• **What the task asks**: What the response needs is every record, repeated verbatim, and no images.
.....
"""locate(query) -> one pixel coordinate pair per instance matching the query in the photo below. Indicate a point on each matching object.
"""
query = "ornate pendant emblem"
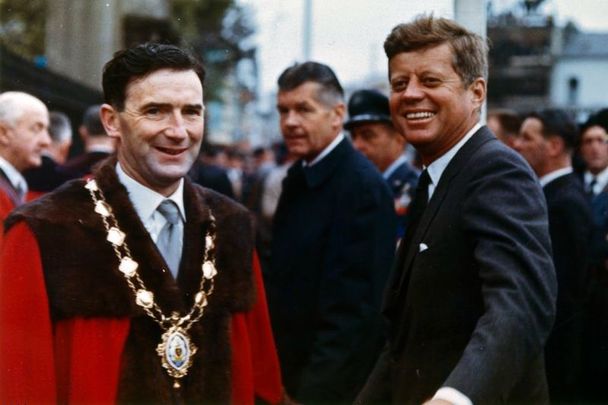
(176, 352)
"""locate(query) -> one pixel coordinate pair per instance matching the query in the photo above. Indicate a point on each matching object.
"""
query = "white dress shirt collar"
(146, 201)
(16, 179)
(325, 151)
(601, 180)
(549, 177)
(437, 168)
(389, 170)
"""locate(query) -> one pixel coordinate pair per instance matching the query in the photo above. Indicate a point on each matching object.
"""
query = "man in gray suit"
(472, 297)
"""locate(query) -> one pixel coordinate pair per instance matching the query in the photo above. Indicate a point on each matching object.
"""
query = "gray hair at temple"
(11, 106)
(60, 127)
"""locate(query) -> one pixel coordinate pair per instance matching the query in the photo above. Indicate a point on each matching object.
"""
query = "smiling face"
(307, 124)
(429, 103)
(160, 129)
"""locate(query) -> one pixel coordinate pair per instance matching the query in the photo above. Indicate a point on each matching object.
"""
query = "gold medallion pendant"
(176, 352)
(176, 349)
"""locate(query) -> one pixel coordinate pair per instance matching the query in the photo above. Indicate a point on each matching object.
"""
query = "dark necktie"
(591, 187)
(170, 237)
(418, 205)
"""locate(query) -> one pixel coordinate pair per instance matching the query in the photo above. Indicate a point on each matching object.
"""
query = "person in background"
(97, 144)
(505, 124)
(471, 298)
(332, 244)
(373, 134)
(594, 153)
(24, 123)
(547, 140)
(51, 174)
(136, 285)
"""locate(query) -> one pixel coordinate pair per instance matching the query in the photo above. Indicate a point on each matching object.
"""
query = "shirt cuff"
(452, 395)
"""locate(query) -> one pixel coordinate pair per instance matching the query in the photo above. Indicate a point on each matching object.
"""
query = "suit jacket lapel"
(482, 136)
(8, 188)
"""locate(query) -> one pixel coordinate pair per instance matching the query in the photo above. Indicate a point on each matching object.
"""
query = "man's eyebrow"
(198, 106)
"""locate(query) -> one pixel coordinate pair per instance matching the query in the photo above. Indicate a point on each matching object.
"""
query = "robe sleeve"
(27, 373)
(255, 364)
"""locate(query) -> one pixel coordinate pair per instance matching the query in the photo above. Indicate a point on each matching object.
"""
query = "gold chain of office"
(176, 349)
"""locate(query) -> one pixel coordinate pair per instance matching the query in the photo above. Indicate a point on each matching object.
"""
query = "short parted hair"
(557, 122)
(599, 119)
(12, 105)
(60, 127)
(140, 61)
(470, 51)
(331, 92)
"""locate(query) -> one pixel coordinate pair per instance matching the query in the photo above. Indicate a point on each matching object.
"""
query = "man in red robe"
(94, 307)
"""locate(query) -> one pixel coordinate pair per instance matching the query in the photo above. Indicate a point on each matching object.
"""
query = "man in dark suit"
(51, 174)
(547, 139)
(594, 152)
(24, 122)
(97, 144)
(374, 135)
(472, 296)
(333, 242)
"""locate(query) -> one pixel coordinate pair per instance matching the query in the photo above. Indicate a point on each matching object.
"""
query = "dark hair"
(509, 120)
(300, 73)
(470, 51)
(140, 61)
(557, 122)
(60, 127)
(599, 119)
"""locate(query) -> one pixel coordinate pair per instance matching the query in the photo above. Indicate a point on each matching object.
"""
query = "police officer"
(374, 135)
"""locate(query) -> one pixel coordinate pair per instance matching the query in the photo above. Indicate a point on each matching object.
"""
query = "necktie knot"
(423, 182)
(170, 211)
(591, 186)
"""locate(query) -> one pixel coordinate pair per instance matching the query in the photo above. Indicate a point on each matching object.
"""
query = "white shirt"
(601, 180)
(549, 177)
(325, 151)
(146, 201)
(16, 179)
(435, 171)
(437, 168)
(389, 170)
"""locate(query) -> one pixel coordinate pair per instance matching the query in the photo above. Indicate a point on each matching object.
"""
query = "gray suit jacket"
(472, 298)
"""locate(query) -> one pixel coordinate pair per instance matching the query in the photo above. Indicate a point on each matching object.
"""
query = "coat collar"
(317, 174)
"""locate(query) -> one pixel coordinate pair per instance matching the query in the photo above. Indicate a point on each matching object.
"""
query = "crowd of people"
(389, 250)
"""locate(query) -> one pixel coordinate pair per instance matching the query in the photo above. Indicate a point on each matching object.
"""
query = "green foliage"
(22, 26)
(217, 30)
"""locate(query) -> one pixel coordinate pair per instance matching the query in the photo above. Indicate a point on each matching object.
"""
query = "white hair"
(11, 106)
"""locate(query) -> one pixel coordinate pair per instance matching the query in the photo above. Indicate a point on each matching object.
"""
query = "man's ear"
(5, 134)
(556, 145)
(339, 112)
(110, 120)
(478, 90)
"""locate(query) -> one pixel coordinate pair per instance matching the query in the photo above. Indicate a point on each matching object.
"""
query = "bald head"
.....
• **Result for this task**:
"""locate(query) -> one pixel coordinate pair per instance matching the query in the photo below. Indicate a point on each matching object.
"""
query = "ornate pendant emblem"
(176, 352)
"""locate(query) -> one pixel coordinate pair per instance matching the query in the photo above. Indicate a point on each matching object.
"""
query = "white dress shirt collar"
(146, 201)
(16, 179)
(325, 151)
(601, 180)
(549, 177)
(437, 168)
(389, 170)
"""locate(query) -> one pixel coordinate pair per instance matching the query in the photo above. Indicate a point on each matching object.
"""
query = "man in gray suit"
(472, 297)
"""locate(query) -> one pixel coordinate pair per instance matching the query in the photo above. Indicate a point on each matching object.
"""
query = "gray hair at temple"
(11, 106)
(60, 127)
"""locate(query) -> one pixel coordinate pair per instance matching the query in the photo above. Indicate a point on each matching object.
"""
query = "smiling face"
(307, 124)
(429, 103)
(160, 129)
"""locate(query) -> one pixel coordinate pair per instance matching the query in the photo above. Indicate a point on each matching object.
"""
query = "gold medallion pendant"
(176, 352)
(176, 349)
"""locate(query) -> one pixel coordinate pair per instance matching the query in the photo above. Indicate a point on each matching object.
"""
query = "dark necktie"
(591, 187)
(170, 237)
(418, 205)
"""locate(query) -> one pixel coordinate pair per instance matching the query in the photo above. Indicate a point on each matching object.
"""
query = "person in background"
(97, 144)
(505, 124)
(471, 298)
(332, 244)
(373, 134)
(594, 153)
(24, 123)
(547, 140)
(51, 174)
(136, 285)
"""locate(query) -> one pixel coordinate pair per instance matching the query in the photo above. Indicate a point on each matching object.
"""
query = "shirt cuff"
(452, 395)
"""locate(query) -> one pixel coordinate pair per instance matching the query in the photo above. Indicate a point on each matching object.
"""
query = "suit jacket lapel"
(482, 136)
(8, 188)
"""locate(query) -> one pixel coordinate pair per instance matching the query in the photo above. Indicate a point on each matching object.
"""
query = "man's eyebrow"
(198, 106)
"""locate(query) -> one pixel coordinate pair per instance matching the query in the photo above. Indicate a point on each matching object.
"""
query = "robe sleeve"
(27, 373)
(255, 364)
"""locate(query) -> one pixel coordinate pair per instance matching the query in the photo above. Indicate a point on each matching object.
"""
query = "gold chain of office"
(176, 349)
"""locate(query) -> one pixel coordinate pair per instance matching the query in the photo above. Indicate a point on each matching object.
"""
query = "short parted hair"
(557, 122)
(599, 119)
(12, 105)
(60, 127)
(140, 61)
(470, 51)
(331, 92)
"""locate(query) -> one pixel coordinate pair per instance matching the query in the photo above. Indicate a point on each matching object.
"""
query = "man in red robe"
(94, 307)
"""locate(query) -> one pixel coordinate pair per instance matching the query in the photo above. Indicate a point on each matching object.
"""
query = "man in dark suit"
(51, 174)
(547, 139)
(594, 152)
(24, 122)
(97, 144)
(374, 135)
(472, 296)
(333, 242)
"""locate(query) -> one pixel coordinate pair per instance matching the query in the photo above. Indicate a point on each matching object.
"""
query = "dark hair"
(509, 120)
(300, 73)
(470, 51)
(140, 61)
(557, 122)
(60, 127)
(599, 119)
"""locate(query) -> one pixel coordinate pair per instance matching the query in the photo above. Indicate a point on each matching object.
"""
query = "police officer"
(374, 135)
"""locate(query) -> one pixel coordinate pair per instance matching the query in the photo above. Indicate a point on each matching object.
"""
query = "necktie knot"
(423, 182)
(170, 211)
(591, 186)
"""locate(query) -> one pixel coordinate pair per instance matching the query in the photo above. Indicate a point on each matching object.
"""
query = "white shirt"
(601, 180)
(549, 177)
(325, 151)
(146, 201)
(16, 179)
(435, 171)
(437, 168)
(389, 170)
"""locate(query) -> one pixel coordinate pair per instance matching the query in the photo above. Indicate a point on each matching object.
"""
query = "gray suit jacket"
(472, 298)
"""locate(query) -> one pixel coordinate pair per instance matching the query in the photo above. Indicate a point on each matching object.
"""
query = "coat collar"
(317, 174)
"""locate(query) -> one pixel coordinate pair per instance matching the query in the photo above. Indicate a point on each matching object.
"""
query = "crowd of people"
(389, 250)
"""locate(query) -> one pixel coordinate pair per instance matching the query in the photo above. Indicate a point on each matching object.
"""
query = "green foliage"
(22, 26)
(217, 30)
"""locate(query) -> one pixel coordinate pair per instance matching the query in the photo above. Indicate a point on each matching object.
"""
query = "white hair"
(11, 106)
"""locate(query) -> one pixel coordinate pair per instance matching the query in the photo above. Indicate a point on each matching object.
"""
query = "man's ear"
(5, 134)
(556, 145)
(339, 112)
(110, 120)
(478, 90)
"""locate(query) -> one pixel coordinate pair per instance matching the query in the photo above. Indicate a point on each matching object.
"""
query = "bald head"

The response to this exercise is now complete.